## DIRECTIONS
In the passage below on how two women search online, how is the clerk more likely to navigate instead of drilling down rapidly?

## EXTRACT
- - -

Now think of the two stereotyped women sitting in front of a computer. The store clerk has a fluffy picture frame stuck on her monitor. The analyst has a powerful laptop with wireless high speed Internet. They may be likely to manifest different behavior online.

The analyst will user longer search phrases, spell correctly more often, and would be more likely to use Boolean operators. The analyst would make rapid choices, and have strong and rapid aversion reactions if she sees something she does not like. A global style would mean she would come back to the search page and not get diverted. She would engage in goal directed activity. The analyst would drill down very deeply, into information that is deep on an information taxonomy. She is persistent in her search, and restructures her search phrase repeatedly until she gets the desired results. She is more likely to go past page 2. On a publisher site, she will favour certain types of news content, and she has strong tendencies to favour certain categories of information, in the context of catagorising all the information on the internet. The clerk, in contrast, would use more generic phrases, and is more likely to navigate by clicking on the general sites in succession, rather than drilling down rapidly.

- - -

## GIVEN INFORMATION
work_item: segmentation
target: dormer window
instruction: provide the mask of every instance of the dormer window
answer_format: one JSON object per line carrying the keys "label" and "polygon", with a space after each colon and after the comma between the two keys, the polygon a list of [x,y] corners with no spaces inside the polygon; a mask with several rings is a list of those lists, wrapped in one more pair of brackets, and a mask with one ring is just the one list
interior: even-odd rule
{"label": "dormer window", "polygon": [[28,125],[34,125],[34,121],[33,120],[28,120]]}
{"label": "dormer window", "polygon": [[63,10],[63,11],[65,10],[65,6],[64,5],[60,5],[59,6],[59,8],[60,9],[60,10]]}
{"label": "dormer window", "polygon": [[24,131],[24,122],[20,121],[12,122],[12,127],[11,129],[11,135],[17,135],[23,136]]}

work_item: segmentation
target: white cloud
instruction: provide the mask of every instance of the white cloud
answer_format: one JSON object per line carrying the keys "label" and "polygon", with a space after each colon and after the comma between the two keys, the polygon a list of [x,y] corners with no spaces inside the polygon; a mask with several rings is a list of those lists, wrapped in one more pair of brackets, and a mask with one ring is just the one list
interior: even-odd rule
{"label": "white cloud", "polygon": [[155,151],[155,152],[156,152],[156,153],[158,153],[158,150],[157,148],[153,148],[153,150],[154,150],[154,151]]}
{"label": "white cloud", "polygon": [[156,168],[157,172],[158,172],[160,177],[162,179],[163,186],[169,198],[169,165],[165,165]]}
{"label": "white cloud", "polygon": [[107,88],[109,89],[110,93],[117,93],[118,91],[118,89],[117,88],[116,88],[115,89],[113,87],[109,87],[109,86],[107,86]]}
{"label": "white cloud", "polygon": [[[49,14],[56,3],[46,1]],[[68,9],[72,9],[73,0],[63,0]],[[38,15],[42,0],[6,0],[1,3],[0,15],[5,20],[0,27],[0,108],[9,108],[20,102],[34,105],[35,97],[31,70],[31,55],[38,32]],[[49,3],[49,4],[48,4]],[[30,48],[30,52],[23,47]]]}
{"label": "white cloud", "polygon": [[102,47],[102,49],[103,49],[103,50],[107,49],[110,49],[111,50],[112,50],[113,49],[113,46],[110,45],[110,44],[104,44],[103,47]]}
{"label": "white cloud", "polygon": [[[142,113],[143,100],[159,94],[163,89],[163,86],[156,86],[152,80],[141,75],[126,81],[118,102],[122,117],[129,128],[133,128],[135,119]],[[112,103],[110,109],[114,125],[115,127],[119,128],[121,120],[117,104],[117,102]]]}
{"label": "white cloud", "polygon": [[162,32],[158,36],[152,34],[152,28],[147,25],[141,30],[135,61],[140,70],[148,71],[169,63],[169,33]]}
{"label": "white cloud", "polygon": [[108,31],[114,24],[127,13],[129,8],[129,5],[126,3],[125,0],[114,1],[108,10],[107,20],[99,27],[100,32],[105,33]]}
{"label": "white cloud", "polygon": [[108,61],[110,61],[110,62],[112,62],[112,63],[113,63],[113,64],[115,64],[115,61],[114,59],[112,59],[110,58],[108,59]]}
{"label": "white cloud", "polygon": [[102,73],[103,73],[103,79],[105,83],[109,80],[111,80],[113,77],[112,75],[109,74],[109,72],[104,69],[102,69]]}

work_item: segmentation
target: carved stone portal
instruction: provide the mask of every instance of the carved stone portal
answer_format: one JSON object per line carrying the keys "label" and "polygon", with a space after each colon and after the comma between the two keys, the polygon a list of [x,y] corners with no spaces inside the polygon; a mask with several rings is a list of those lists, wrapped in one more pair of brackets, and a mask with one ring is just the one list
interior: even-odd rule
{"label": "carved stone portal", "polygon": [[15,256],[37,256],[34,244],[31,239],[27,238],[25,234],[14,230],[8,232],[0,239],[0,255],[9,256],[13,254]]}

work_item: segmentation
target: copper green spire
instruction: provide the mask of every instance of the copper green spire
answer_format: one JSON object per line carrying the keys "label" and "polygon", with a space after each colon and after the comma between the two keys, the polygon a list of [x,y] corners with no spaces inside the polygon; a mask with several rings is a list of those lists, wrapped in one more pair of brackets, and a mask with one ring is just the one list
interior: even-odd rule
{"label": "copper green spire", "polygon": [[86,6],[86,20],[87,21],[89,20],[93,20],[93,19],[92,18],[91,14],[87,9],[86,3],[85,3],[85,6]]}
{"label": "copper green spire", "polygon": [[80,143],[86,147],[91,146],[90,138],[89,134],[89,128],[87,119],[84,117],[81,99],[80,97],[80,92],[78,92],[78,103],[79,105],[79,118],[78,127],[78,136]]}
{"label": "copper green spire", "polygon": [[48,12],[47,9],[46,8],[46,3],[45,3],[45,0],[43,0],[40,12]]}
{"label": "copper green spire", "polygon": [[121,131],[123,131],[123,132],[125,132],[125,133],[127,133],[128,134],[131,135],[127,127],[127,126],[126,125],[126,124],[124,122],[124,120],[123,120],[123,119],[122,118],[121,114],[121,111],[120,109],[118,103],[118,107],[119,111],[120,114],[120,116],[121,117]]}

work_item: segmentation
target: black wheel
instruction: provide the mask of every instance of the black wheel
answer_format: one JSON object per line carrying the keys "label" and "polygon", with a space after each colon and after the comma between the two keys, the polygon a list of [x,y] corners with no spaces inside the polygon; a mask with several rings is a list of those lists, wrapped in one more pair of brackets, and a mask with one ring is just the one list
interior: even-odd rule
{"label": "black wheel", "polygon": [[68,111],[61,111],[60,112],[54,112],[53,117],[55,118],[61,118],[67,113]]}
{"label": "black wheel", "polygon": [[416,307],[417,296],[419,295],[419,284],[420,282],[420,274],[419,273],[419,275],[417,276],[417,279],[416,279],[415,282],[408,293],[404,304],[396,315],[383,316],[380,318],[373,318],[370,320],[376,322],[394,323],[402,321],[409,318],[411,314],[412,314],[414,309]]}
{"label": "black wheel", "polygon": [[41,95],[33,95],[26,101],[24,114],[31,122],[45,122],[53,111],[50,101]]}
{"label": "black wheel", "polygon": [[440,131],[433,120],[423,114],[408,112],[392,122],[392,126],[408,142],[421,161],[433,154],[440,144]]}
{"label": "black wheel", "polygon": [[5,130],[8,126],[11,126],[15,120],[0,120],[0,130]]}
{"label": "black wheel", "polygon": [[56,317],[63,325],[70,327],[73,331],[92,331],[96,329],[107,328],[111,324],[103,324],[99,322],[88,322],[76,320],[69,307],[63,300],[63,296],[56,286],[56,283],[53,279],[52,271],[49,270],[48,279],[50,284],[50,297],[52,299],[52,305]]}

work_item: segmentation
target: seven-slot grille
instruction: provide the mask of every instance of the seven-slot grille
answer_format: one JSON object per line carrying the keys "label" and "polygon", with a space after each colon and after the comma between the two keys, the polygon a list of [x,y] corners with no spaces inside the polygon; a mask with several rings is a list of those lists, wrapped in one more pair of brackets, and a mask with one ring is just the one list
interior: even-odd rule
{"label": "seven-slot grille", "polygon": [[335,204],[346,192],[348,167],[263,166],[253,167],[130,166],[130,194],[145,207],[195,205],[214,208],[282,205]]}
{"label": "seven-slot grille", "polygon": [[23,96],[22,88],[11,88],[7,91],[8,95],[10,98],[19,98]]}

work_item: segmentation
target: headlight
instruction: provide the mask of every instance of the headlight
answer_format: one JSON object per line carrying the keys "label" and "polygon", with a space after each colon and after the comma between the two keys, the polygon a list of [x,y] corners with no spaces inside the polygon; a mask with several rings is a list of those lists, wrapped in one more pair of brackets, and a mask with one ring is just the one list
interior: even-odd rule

- - -

## COMPLETE OUTPUT
By clicking on the general sites in succession.